- Source
begin
Hi Theo, thanks for your interesting reply.

I sourced and cleaned the grounds above the fuse board and under the steering column today; they had some corrosion on the wires and the ground points on the body were very dull. I cleaned them up and covered them after with the copper grease. They were a bit tricky to access.

I took pic's of the points I've done so far hoping they will assist someone else who may want to do this work themselves. I've enclosed them. Maybe you can put them in the same order as my write up?

Brief write-up.

Ground point maintenance on a 1990 Rhd 928 S4 with Cat. Tools required: 10mm socket and ratchet with flexible attachment and or spanner; 180 grit sand paper; small brush; copper grease.
 

  1. Disconnect battery. Clean battery ground strap under tool panel. While your there, good to clean up the battery terminals and the positive+negative connectors (including the small ones on the positive).
  2. Remove the plastic cover at the front of the spare wheel well. Inside is a ground point easy to access. Remove the 10mm bolt, Look closely at the ground straps for any corrosion and clean them up to a shine with the 180 paper. Do the same to the ground terminal on the body. It should shine when you've finished. Replace the bolt through the ground cables and screw it back in nice and tight. Cover the exposed part of the body ground and exposed cables with copper grease using the small brush. DON'T GET ANY INBETWEEN THE GROUND CABLE AND BODY GROUND POINT. Replace the plastic cover.
  3. Move around to the engine bay now and begin with the easiest to access; the ground located on the passenger side near to the headlight motor. Repeat above process.
end
- Information supplied
begin
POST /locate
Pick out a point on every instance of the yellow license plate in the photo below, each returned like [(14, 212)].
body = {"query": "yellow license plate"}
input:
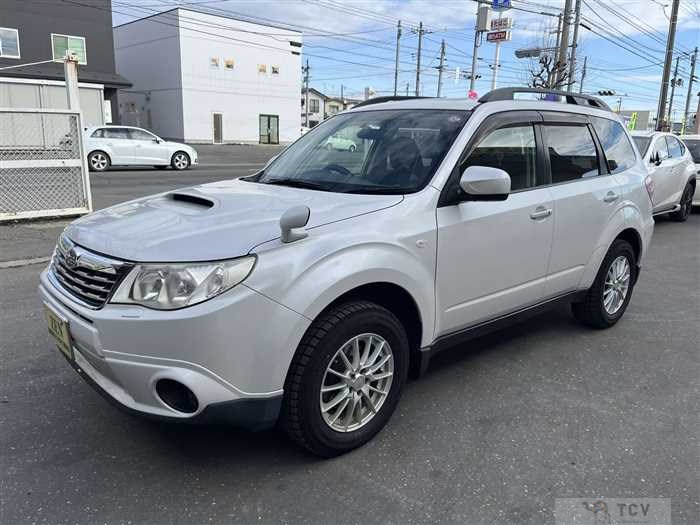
[(58, 329)]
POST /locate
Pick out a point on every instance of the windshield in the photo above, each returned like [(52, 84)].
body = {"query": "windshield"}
[(642, 143), (694, 148), (381, 151)]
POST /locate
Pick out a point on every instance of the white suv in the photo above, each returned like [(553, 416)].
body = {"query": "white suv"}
[(307, 292), (128, 146)]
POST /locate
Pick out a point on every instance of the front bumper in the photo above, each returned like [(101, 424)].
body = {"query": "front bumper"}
[(232, 352)]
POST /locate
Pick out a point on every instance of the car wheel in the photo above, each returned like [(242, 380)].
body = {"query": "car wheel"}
[(345, 379), (607, 300), (180, 161), (686, 205), (98, 161)]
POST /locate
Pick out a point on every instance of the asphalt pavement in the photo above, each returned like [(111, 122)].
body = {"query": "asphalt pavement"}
[(493, 433)]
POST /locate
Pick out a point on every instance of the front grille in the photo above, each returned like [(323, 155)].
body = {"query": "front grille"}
[(88, 277)]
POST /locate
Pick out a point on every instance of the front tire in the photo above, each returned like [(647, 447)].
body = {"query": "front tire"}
[(345, 379), (686, 204), (98, 161), (180, 161), (608, 297)]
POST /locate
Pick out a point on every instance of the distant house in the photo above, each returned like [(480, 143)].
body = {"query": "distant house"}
[(41, 33)]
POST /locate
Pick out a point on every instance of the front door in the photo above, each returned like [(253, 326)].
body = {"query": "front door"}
[(218, 128), (269, 129), (493, 256)]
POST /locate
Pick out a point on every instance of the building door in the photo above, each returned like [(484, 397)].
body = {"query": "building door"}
[(218, 128), (269, 129)]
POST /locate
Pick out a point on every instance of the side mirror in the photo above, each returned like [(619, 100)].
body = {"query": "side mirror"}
[(482, 183)]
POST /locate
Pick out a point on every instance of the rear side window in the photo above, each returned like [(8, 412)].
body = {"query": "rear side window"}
[(674, 147), (619, 153), (511, 149), (571, 150)]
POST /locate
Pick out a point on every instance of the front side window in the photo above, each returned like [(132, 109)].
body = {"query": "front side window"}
[(62, 44), (674, 148), (9, 42), (694, 148), (139, 134), (512, 149), (619, 153), (381, 151), (571, 150)]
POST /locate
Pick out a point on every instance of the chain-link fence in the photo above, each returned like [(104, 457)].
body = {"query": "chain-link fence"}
[(43, 172)]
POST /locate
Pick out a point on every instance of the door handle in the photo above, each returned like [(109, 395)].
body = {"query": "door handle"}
[(611, 196), (540, 213)]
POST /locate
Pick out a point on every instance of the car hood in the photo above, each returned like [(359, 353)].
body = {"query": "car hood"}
[(210, 222)]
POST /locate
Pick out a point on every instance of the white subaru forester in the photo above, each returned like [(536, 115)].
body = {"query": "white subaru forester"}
[(306, 293)]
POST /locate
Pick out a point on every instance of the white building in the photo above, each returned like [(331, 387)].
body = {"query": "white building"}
[(204, 78)]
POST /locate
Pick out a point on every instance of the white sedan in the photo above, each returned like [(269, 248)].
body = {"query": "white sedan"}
[(128, 146), (673, 171)]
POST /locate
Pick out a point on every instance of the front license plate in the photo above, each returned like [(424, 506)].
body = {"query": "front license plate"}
[(58, 329)]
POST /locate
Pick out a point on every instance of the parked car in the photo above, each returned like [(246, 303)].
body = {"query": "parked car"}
[(673, 171), (692, 142), (337, 142), (128, 146), (306, 292)]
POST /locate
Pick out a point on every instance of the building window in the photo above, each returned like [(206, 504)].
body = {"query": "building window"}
[(61, 44), (9, 43)]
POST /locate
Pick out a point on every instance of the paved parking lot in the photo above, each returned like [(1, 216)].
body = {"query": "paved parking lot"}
[(495, 432)]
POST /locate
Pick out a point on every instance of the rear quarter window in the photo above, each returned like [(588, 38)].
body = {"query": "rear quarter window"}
[(617, 147)]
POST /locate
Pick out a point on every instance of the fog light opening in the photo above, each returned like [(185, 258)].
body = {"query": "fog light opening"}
[(177, 396)]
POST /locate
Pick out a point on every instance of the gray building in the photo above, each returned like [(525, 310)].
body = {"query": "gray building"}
[(33, 32)]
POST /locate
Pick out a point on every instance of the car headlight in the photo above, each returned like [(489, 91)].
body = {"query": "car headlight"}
[(171, 286)]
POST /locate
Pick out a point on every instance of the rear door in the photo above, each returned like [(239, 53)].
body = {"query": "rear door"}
[(492, 256), (585, 197)]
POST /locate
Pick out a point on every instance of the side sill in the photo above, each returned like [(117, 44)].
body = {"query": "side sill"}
[(472, 332)]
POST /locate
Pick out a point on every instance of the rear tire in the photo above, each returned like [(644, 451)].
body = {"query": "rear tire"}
[(603, 305), (98, 161), (180, 161), (686, 204), (308, 413)]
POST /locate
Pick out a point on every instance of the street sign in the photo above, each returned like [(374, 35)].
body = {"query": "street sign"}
[(501, 24), (498, 36), (500, 5)]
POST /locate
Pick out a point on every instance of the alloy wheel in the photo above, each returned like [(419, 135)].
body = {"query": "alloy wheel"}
[(616, 285), (357, 382)]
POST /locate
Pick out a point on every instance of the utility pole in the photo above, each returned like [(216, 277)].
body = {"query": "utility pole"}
[(583, 75), (574, 45), (420, 32), (441, 67), (674, 81), (396, 65), (563, 44), (661, 111), (305, 70), (693, 59)]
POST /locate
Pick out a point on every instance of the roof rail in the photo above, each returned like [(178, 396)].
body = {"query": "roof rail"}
[(379, 100), (508, 93)]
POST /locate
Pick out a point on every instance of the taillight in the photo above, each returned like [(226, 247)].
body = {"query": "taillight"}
[(649, 184)]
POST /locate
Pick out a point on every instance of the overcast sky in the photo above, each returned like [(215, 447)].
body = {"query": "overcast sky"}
[(351, 42)]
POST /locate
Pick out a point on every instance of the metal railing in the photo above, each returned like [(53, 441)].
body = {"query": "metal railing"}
[(43, 169)]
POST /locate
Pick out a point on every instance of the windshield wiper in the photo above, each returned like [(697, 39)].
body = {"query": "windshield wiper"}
[(297, 183)]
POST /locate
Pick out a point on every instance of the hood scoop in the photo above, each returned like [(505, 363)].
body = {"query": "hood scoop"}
[(194, 199)]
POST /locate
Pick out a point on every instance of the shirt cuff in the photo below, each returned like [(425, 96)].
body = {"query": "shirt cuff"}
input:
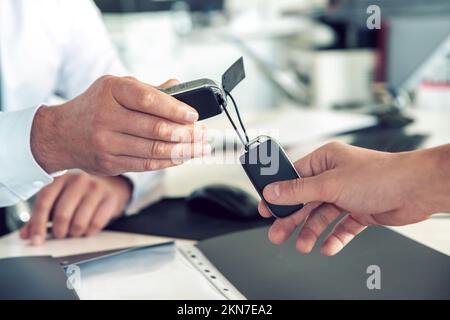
[(19, 171), (147, 188)]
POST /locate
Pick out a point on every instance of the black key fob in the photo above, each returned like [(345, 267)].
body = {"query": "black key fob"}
[(205, 95), (265, 162)]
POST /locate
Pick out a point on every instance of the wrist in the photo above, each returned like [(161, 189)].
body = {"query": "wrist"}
[(433, 172), (46, 146)]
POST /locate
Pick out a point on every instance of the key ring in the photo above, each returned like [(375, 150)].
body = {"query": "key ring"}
[(244, 130)]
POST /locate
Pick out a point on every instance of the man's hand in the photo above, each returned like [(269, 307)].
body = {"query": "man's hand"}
[(78, 204), (364, 187), (118, 125)]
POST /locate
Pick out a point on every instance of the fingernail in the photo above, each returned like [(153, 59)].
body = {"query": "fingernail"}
[(36, 240), (191, 116), (273, 191)]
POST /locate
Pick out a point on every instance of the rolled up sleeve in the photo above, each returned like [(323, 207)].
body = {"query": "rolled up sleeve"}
[(20, 175)]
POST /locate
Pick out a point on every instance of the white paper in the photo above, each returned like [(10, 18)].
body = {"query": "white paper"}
[(154, 273)]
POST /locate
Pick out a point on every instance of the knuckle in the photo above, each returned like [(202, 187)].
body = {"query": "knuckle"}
[(157, 149), (96, 224), (77, 228), (104, 165), (326, 189), (42, 205), (106, 81), (161, 129), (151, 165), (297, 187), (100, 141), (61, 219), (333, 145)]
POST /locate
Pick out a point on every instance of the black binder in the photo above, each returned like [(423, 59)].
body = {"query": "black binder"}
[(261, 270)]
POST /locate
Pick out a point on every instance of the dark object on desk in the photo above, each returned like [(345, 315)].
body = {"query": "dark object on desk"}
[(36, 278), (390, 140), (224, 201), (393, 118), (408, 270), (173, 218)]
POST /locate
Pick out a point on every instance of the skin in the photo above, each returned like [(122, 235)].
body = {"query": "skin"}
[(149, 131), (360, 187), (118, 125)]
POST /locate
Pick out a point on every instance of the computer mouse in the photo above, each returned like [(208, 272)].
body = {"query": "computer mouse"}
[(224, 201)]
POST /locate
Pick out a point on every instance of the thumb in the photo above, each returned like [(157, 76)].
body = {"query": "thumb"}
[(169, 83), (302, 190)]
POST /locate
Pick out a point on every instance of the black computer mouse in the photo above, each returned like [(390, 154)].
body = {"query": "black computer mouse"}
[(225, 202)]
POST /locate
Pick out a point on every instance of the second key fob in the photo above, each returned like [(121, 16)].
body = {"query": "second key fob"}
[(265, 162), (203, 95)]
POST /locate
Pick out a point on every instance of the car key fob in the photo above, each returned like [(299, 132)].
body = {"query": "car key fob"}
[(265, 162), (204, 95)]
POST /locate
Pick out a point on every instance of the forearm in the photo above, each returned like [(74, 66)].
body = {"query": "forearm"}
[(46, 140), (434, 170)]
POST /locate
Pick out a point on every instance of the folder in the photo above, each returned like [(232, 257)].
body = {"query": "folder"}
[(242, 265), (261, 270)]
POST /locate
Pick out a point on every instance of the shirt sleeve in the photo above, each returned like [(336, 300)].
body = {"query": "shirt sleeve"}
[(20, 175), (90, 54)]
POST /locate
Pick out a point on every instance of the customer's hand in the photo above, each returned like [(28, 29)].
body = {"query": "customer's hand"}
[(365, 187), (77, 204), (118, 125)]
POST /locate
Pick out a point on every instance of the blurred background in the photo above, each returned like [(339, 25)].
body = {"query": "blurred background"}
[(315, 53)]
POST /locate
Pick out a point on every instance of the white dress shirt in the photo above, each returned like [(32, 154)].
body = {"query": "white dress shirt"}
[(47, 48)]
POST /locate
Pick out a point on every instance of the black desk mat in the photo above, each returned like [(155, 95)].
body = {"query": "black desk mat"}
[(172, 218)]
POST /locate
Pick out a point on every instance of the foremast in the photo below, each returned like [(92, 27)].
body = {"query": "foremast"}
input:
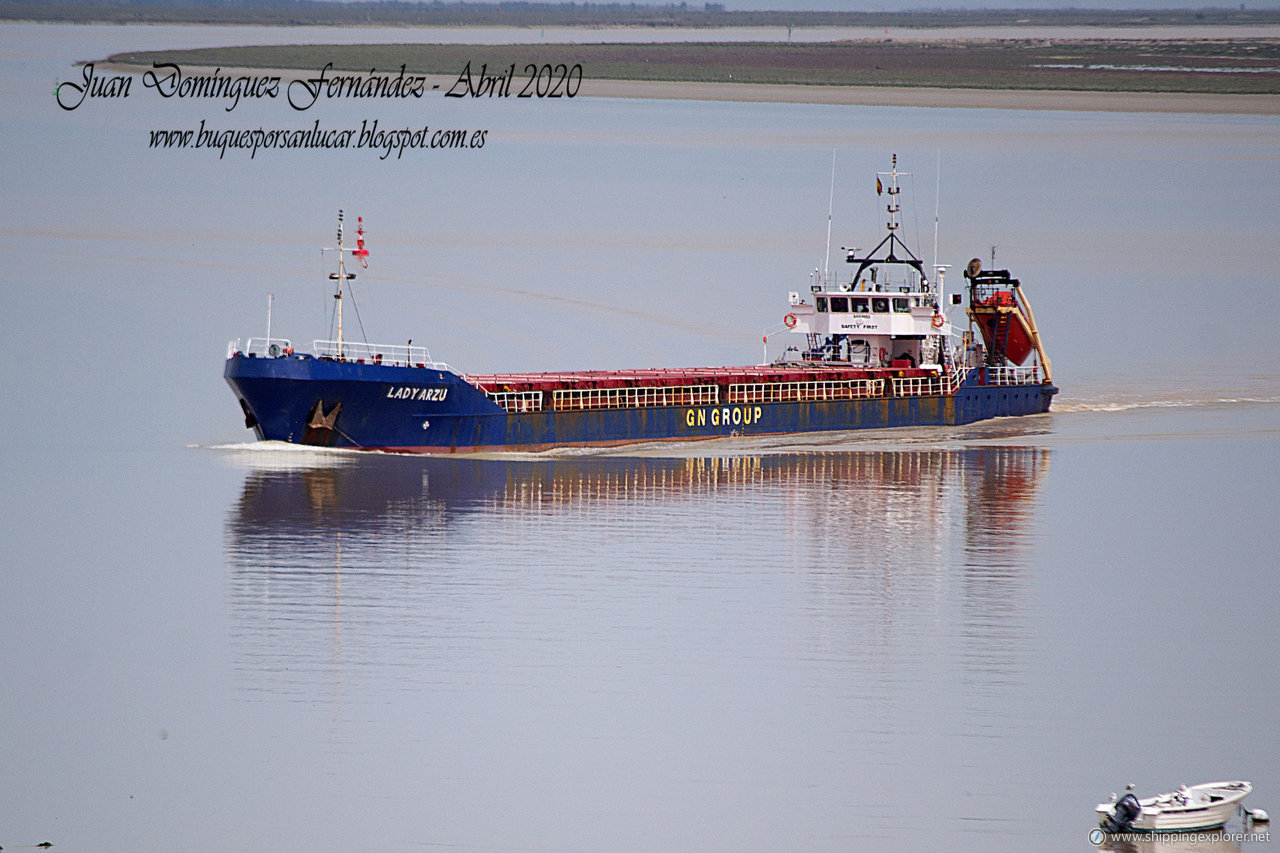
[(342, 276)]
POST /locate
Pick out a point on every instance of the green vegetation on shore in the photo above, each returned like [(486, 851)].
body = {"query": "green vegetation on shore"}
[(592, 14), (1148, 65)]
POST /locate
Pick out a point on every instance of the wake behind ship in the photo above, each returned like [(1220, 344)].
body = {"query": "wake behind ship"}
[(873, 351)]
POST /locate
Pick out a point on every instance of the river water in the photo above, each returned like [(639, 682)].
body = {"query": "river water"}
[(940, 639)]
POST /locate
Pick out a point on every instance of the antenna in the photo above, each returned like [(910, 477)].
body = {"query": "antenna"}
[(342, 274), (831, 204), (937, 201)]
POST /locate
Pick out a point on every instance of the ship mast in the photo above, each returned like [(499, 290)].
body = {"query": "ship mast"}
[(342, 274)]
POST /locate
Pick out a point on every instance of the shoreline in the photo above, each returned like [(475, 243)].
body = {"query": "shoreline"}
[(999, 99), (922, 96)]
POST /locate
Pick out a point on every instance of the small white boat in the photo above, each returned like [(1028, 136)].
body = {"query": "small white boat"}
[(1198, 807)]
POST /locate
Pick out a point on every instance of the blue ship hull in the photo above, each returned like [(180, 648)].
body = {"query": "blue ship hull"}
[(425, 410)]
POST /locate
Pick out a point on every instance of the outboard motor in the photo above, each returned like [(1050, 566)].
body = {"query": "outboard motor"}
[(1125, 813)]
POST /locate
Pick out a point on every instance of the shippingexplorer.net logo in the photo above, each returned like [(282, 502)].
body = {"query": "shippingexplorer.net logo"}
[(1097, 838)]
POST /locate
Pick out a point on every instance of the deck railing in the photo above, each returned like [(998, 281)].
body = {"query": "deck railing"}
[(936, 386), (1009, 375), (260, 347), (517, 401), (389, 354)]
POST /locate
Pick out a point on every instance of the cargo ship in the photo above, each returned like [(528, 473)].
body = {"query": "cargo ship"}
[(873, 349)]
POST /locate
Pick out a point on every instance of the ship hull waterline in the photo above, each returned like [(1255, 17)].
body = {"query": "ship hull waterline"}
[(424, 410)]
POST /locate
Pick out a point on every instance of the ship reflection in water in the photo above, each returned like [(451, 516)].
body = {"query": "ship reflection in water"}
[(871, 568)]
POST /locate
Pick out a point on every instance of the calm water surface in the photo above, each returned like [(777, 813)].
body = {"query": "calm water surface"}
[(919, 639)]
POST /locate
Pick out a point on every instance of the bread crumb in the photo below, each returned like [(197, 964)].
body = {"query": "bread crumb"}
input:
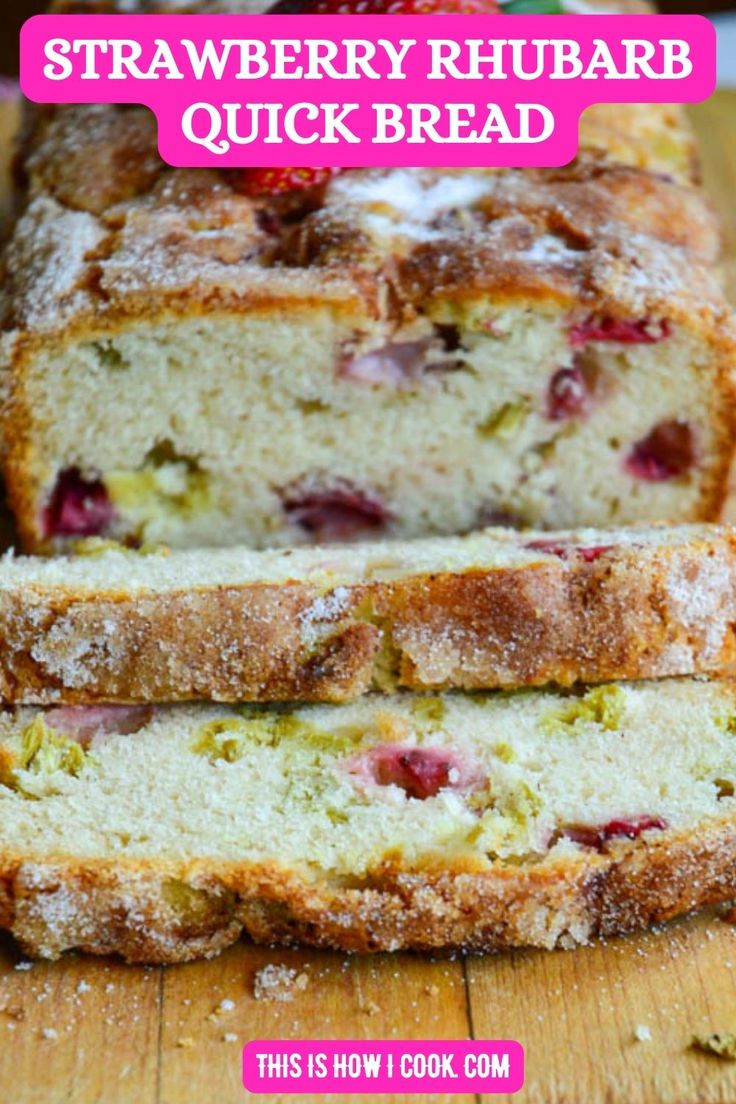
[(721, 1043), (278, 983)]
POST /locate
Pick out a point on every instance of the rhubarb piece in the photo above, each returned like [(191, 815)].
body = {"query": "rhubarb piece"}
[(83, 723), (419, 772), (334, 513), (77, 507), (665, 453), (639, 331), (597, 837)]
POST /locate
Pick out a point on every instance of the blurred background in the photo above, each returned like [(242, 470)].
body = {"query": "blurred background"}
[(12, 13)]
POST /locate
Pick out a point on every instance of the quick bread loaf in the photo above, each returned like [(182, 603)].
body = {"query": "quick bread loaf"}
[(193, 359), (413, 821)]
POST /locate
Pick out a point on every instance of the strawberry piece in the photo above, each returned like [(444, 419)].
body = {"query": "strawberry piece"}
[(394, 363), (568, 394), (597, 837), (398, 363), (665, 453), (384, 8), (639, 331), (77, 507), (419, 772), (334, 513), (589, 554), (260, 182), (85, 722)]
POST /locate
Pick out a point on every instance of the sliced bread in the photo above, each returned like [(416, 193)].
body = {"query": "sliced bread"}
[(496, 608), (477, 820)]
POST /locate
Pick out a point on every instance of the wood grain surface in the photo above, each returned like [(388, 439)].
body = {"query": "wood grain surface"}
[(603, 1025)]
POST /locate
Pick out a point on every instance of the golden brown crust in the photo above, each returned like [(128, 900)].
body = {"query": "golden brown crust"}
[(159, 912), (638, 611)]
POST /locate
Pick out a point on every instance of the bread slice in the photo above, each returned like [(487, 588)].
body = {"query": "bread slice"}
[(496, 608), (398, 352), (478, 820)]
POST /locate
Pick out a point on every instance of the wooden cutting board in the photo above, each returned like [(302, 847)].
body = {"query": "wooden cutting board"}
[(95, 1031)]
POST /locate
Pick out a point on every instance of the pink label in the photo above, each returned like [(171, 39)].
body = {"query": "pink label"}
[(348, 1067), (355, 91)]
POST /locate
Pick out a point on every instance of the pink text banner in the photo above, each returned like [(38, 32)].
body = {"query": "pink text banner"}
[(360, 91), (381, 1067)]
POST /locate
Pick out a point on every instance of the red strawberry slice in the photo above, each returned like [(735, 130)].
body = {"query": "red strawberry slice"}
[(553, 548), (394, 363), (419, 772), (77, 507), (639, 331), (568, 394), (384, 8), (260, 182), (334, 513), (597, 837), (85, 722), (665, 453)]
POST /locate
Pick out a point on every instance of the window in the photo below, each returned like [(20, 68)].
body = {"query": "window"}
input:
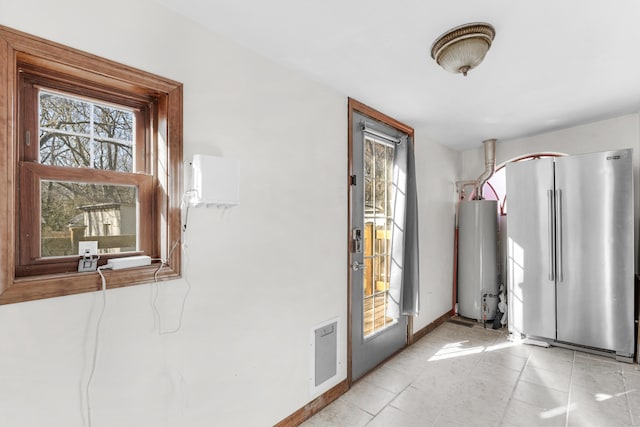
[(93, 153)]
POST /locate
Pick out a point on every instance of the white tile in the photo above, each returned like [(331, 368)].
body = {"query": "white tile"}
[(502, 360), (472, 410), (546, 378), (391, 417), (368, 397), (339, 413), (521, 414), (389, 379), (539, 396), (420, 404)]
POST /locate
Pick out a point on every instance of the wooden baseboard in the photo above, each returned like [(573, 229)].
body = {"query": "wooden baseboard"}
end
- Direction
In the ground point maintenance write-up above, where is the engine-bay ground that is easiest to access?

- Task solution
On the passenger side, near the headlight motor.